### Passage fourni
II. Robespierre vu par ses contempteurs

La lithographie de François Séraohin Delpech ne dit rien de la couleur des yeux de son illustre modèle. Quelques contemporains se souviennent toutefois des yeux et des lunettes de Robespierre, lesquelles ne figurent au demeurant sur aucun portrait. À noter que ces contemporains font tous partie du camp des contempteurs de Robespierre.

II.1. Robespierre vu par Liévin Bonaventure Proyart, professeur au collège Louis-le-Grand

« Il étoit de la taille médiocre et de la figure la plus plate », rapporte Liévin Bonaventure Proyart (1743-1808), alias M. Le Blond de Neuvéglise, qui fut le professeur de Robespierre au collège Louis-le-Grand. « Il portoit sur de larges épaules une tête assez petite. Il avoit les cheveux châtain blond, le visage arrondi, la peau médiocrement gravée de petite vérole, le teint livide, le nez petit et rond, les yeux bleu pâle et un peu enfoncés, le regard indécis, l'abord froid et repoussant. » (2).

### Tâche à réaliser
Répondez, s'il vous plaît, à ces questions sur le passage sur Robespierre :
1. À quel camp appartiennent tous les contemporains qui se souviennent des yeux et des lunettes de Robespierre ?
2. Dans quel établissement Liévin Bonaventure Proyart fut-il le professeur de Robespierre ?
3. De quelle couleur étaient les yeux de Robespierre selon Proyart ?
La liste n'a aucun lien avec le passage sur Robespierre.

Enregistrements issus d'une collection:
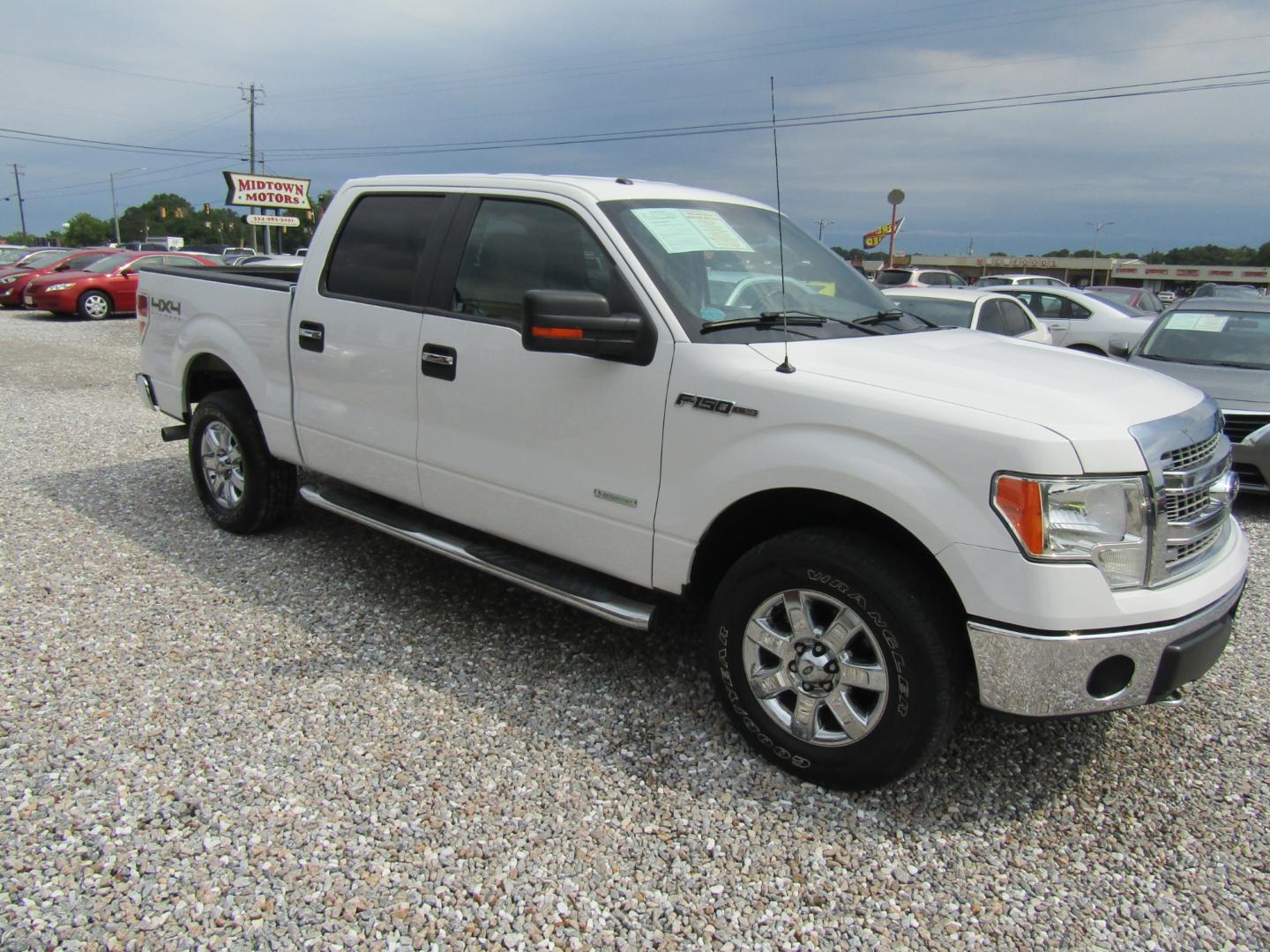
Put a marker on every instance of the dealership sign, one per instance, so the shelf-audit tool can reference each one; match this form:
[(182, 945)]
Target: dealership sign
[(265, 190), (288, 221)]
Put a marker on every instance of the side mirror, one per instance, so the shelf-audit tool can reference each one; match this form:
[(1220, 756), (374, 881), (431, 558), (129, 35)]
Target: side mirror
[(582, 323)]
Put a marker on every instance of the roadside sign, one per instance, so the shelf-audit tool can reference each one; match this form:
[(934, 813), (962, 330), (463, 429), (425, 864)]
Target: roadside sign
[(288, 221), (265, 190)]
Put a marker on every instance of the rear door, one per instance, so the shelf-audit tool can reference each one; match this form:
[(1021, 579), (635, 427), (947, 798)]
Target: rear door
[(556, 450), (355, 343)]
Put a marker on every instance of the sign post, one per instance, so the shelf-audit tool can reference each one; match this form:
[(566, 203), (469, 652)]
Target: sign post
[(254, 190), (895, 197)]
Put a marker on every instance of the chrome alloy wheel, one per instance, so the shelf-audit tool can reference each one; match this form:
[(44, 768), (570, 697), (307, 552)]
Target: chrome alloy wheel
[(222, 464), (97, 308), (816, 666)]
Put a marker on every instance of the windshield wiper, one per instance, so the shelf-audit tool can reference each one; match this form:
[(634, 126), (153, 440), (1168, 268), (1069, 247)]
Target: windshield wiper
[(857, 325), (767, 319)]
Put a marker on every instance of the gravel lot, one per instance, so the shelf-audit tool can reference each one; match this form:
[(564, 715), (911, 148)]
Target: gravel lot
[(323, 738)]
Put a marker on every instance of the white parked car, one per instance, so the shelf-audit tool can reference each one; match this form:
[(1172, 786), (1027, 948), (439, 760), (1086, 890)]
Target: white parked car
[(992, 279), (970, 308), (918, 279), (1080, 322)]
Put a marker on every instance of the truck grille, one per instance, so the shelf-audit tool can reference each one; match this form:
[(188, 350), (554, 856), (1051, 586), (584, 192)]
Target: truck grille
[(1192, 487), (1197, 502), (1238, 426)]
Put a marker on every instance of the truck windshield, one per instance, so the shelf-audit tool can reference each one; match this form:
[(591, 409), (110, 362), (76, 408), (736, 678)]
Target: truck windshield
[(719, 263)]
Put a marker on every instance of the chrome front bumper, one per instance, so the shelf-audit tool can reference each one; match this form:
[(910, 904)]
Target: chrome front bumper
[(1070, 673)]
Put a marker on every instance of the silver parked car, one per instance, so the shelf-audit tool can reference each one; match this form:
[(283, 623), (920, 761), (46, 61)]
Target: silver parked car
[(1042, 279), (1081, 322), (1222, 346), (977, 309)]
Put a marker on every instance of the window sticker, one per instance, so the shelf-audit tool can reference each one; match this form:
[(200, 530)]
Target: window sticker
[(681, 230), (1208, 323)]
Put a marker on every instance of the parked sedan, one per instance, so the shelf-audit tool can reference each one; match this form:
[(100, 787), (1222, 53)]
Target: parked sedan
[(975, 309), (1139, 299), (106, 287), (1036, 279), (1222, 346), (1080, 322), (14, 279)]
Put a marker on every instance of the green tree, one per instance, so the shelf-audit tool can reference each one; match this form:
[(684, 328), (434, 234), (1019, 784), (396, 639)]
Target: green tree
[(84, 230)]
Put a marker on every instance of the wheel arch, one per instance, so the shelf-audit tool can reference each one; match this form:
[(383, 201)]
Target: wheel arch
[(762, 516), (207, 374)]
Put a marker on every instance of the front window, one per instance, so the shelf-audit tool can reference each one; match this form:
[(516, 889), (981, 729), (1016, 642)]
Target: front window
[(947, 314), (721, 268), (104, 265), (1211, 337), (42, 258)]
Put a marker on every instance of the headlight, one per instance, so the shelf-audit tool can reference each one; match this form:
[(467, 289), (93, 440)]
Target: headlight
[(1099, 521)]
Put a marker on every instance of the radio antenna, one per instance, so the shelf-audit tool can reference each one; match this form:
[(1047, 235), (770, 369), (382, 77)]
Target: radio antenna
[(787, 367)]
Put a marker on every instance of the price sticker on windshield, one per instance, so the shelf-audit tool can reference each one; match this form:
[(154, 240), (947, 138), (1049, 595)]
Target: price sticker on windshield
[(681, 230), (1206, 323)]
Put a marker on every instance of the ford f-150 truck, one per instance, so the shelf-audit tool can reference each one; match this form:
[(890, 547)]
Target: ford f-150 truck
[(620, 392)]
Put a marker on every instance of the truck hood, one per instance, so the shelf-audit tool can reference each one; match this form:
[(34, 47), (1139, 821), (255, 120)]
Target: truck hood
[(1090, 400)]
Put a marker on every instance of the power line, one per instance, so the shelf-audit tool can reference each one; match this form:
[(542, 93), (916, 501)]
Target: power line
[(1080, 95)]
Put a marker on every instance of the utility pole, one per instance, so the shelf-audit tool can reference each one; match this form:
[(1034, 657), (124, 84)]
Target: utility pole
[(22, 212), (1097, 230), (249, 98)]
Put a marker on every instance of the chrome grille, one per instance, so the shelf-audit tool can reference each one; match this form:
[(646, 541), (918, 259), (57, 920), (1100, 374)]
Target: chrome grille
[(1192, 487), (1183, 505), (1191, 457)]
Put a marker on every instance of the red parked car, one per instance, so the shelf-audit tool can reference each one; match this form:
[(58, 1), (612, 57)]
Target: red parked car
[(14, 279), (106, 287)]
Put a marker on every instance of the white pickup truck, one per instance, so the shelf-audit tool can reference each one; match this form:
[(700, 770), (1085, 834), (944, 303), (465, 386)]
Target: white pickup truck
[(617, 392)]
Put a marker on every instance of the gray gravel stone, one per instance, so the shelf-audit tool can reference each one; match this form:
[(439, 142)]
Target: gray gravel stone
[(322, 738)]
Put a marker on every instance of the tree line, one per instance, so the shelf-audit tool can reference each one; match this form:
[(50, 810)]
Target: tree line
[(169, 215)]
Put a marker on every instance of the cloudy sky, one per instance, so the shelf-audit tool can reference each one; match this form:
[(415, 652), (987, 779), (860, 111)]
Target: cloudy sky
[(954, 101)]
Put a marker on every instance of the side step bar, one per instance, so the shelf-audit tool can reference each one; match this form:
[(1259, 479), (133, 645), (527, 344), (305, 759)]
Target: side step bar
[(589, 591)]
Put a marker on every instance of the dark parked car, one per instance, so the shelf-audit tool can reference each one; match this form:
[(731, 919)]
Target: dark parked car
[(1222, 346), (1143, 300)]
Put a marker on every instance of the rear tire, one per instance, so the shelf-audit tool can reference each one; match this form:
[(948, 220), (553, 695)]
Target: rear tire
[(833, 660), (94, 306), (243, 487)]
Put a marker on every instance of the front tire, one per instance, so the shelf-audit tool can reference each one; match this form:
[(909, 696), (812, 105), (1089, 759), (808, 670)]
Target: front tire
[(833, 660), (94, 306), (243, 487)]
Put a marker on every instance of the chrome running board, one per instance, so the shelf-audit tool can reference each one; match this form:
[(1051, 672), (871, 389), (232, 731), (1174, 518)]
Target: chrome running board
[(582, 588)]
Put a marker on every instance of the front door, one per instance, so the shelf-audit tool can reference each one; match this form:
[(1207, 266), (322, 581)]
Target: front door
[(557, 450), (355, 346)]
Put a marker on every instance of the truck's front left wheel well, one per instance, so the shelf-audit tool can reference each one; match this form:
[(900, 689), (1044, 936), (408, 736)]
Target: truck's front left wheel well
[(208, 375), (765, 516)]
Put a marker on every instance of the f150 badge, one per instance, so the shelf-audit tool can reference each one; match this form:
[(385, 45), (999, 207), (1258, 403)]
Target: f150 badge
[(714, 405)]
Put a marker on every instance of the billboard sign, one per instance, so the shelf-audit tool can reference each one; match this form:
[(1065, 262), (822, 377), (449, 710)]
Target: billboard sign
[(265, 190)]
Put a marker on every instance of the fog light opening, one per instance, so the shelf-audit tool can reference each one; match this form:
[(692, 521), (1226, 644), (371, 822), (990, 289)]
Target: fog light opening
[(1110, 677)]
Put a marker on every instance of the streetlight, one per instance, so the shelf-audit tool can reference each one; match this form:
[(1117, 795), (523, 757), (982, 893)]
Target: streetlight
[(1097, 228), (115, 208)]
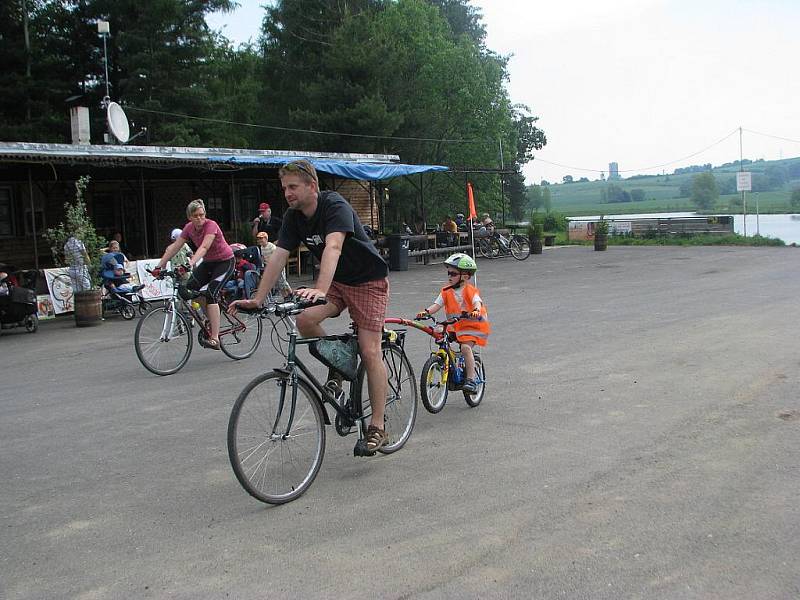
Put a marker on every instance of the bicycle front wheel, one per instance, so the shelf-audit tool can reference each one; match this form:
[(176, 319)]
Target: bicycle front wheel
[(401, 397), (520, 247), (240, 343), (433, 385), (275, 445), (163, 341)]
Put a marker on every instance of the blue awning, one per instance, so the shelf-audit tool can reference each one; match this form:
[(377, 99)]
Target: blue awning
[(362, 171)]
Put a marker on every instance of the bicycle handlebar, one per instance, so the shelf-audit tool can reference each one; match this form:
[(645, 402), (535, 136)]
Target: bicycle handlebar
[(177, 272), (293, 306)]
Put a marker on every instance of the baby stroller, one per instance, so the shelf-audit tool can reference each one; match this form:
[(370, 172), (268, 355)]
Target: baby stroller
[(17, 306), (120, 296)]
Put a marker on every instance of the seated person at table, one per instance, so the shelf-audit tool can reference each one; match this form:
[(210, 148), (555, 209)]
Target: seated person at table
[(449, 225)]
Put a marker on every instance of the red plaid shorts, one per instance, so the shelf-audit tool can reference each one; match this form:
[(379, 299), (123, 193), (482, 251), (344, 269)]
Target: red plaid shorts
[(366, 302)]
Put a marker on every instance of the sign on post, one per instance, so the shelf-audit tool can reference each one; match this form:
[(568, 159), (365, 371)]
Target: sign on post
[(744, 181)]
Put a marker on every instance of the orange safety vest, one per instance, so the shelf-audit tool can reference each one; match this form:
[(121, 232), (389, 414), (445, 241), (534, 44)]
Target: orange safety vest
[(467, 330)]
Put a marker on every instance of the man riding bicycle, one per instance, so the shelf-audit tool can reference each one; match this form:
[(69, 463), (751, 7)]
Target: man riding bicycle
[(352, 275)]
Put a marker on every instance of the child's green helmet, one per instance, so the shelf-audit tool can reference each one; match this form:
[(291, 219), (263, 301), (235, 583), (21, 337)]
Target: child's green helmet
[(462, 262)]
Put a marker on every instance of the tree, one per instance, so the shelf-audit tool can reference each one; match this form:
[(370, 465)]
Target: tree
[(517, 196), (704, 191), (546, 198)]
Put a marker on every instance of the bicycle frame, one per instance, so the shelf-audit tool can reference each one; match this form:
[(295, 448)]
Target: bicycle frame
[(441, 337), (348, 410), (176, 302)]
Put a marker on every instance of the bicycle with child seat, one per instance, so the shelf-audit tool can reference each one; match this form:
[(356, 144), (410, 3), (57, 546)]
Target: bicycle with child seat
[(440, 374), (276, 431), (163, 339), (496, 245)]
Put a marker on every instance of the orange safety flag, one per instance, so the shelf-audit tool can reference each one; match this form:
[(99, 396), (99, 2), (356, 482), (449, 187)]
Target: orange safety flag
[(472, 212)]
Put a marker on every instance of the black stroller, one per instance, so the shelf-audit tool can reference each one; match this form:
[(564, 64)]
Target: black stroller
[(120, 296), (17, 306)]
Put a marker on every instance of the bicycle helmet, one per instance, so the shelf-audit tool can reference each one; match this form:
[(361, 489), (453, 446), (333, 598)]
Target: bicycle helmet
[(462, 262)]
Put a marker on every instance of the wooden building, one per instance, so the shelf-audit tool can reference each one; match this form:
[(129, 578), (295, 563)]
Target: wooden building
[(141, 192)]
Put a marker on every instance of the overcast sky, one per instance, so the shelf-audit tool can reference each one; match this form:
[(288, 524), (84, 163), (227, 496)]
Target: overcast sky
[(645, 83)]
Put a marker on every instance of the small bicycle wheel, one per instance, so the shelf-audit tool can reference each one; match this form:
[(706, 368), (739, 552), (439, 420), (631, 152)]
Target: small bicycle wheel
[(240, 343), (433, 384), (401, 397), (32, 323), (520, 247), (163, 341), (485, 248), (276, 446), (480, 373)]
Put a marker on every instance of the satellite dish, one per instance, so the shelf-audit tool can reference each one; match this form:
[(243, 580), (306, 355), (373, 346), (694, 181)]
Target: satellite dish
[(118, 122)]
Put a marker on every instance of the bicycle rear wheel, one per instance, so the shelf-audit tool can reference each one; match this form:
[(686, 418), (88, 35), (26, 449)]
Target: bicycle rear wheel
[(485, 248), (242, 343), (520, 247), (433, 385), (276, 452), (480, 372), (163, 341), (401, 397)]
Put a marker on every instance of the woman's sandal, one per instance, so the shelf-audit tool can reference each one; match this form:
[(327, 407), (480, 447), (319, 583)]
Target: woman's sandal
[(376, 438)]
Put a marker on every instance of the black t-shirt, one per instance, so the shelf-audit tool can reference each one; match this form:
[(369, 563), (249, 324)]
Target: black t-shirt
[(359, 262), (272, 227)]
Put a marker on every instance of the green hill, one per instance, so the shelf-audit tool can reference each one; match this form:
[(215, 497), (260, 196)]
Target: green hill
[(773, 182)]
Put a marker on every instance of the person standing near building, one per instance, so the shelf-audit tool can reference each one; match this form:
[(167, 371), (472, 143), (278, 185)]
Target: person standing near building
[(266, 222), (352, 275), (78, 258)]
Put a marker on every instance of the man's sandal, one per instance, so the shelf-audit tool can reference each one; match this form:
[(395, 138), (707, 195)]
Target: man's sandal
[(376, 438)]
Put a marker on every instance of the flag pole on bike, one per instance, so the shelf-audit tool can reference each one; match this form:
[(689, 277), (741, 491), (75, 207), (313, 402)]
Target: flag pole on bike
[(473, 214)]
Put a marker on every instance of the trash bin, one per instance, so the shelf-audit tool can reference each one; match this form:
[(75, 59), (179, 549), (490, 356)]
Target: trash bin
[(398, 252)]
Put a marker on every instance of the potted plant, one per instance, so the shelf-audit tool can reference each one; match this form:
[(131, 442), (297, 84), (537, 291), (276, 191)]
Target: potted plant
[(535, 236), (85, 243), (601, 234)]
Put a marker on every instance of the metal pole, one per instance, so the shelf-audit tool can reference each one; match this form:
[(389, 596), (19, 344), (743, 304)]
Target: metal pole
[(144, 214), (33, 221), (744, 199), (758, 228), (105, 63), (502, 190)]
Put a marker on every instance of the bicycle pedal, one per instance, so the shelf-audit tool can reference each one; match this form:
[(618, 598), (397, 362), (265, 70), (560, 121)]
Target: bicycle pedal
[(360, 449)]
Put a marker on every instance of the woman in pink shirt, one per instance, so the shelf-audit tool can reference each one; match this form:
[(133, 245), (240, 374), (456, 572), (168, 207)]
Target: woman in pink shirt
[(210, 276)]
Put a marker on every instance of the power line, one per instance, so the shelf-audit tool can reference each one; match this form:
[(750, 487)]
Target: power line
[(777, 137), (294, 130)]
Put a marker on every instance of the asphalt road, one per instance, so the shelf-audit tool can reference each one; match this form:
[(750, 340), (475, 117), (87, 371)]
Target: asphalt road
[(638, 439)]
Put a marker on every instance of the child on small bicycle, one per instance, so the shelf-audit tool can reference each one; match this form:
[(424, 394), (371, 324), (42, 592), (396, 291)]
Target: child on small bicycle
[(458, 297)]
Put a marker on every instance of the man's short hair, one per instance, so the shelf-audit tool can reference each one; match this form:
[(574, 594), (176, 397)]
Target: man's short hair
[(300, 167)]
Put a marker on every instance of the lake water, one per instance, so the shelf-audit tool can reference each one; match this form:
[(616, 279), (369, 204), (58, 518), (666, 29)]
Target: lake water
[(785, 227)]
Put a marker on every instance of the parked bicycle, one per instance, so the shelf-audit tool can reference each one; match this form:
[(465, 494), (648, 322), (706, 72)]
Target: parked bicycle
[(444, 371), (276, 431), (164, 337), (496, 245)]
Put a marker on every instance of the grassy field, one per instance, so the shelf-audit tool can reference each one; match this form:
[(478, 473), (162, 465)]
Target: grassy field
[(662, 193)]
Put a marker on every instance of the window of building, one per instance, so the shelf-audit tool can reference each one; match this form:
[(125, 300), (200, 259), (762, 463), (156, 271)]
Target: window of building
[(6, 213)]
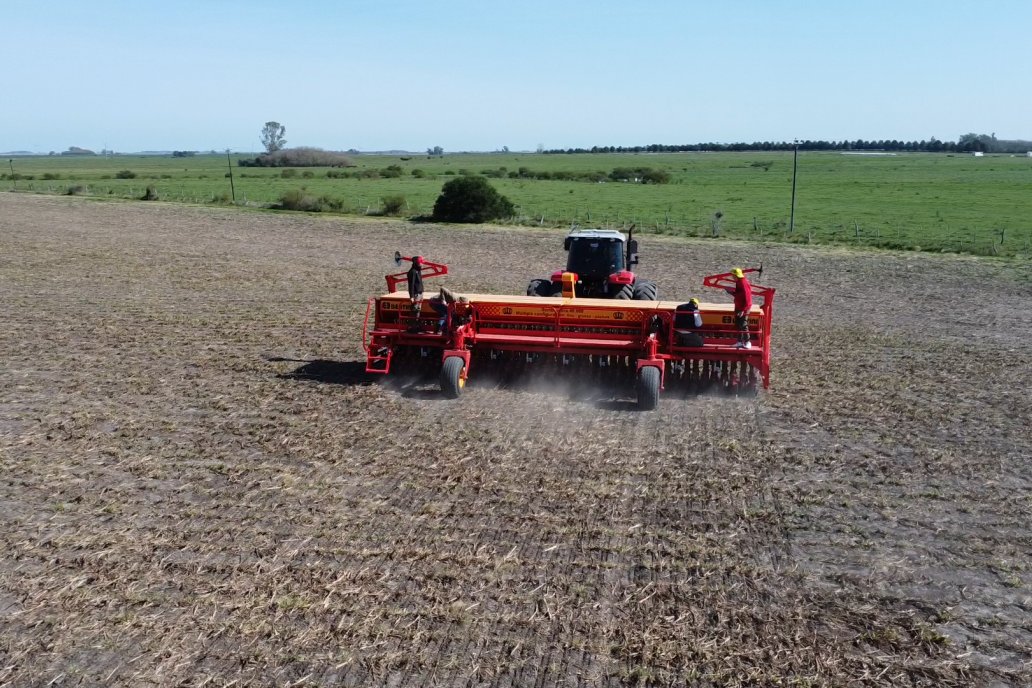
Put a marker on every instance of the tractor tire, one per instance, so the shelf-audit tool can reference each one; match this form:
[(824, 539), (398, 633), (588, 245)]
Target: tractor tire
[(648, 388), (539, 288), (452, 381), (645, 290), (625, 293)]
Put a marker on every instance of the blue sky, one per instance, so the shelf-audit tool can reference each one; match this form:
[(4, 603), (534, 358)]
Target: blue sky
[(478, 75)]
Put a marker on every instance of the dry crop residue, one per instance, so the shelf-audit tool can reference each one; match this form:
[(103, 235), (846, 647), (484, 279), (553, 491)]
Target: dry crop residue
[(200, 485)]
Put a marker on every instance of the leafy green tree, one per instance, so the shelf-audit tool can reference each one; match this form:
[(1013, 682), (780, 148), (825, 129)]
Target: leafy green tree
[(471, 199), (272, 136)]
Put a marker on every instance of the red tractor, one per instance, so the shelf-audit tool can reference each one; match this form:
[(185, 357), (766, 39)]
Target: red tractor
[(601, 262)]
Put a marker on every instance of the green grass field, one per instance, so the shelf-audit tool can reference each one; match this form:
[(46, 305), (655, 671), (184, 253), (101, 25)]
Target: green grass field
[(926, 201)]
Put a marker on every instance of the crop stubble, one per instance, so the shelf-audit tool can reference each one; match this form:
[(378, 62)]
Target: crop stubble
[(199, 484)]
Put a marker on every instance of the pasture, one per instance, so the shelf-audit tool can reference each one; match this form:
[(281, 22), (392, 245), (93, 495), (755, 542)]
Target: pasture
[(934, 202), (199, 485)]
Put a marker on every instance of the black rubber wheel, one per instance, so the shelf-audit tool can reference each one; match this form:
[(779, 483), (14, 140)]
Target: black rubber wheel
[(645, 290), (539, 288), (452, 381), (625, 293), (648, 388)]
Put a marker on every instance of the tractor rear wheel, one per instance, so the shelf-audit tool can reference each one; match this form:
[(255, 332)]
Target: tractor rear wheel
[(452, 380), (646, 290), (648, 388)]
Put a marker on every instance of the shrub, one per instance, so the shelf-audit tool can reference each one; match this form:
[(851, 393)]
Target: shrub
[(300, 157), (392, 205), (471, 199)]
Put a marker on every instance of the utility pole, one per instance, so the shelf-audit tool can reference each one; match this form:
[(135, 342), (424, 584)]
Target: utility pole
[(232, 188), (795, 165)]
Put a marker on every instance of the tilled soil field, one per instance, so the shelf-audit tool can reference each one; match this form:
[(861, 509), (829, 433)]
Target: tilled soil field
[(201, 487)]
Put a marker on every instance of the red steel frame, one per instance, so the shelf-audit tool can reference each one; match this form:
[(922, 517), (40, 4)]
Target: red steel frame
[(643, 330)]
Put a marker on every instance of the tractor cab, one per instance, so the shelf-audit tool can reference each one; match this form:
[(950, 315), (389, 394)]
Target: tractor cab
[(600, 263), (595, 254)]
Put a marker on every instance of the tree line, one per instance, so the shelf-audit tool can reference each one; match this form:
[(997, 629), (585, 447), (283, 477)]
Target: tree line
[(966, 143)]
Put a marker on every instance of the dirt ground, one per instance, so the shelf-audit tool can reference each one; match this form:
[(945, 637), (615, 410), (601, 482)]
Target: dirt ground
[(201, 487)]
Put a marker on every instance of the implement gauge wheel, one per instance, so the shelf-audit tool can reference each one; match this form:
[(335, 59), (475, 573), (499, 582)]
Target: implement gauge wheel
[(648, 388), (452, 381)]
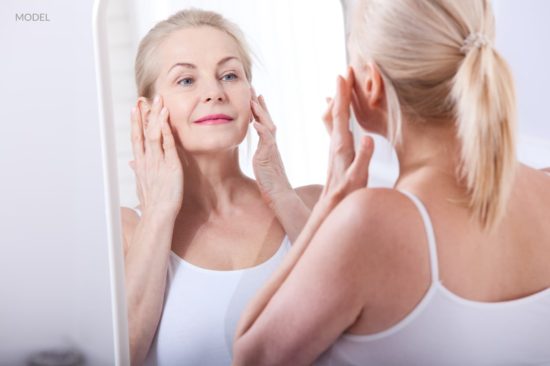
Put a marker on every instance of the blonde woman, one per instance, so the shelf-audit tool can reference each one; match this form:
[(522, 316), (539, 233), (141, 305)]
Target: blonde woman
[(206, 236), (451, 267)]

### En réponse
1. Au camp des contempteurs de Robespierre.
2. Au collège Louis-le-Grand.
3. Bleu pâle.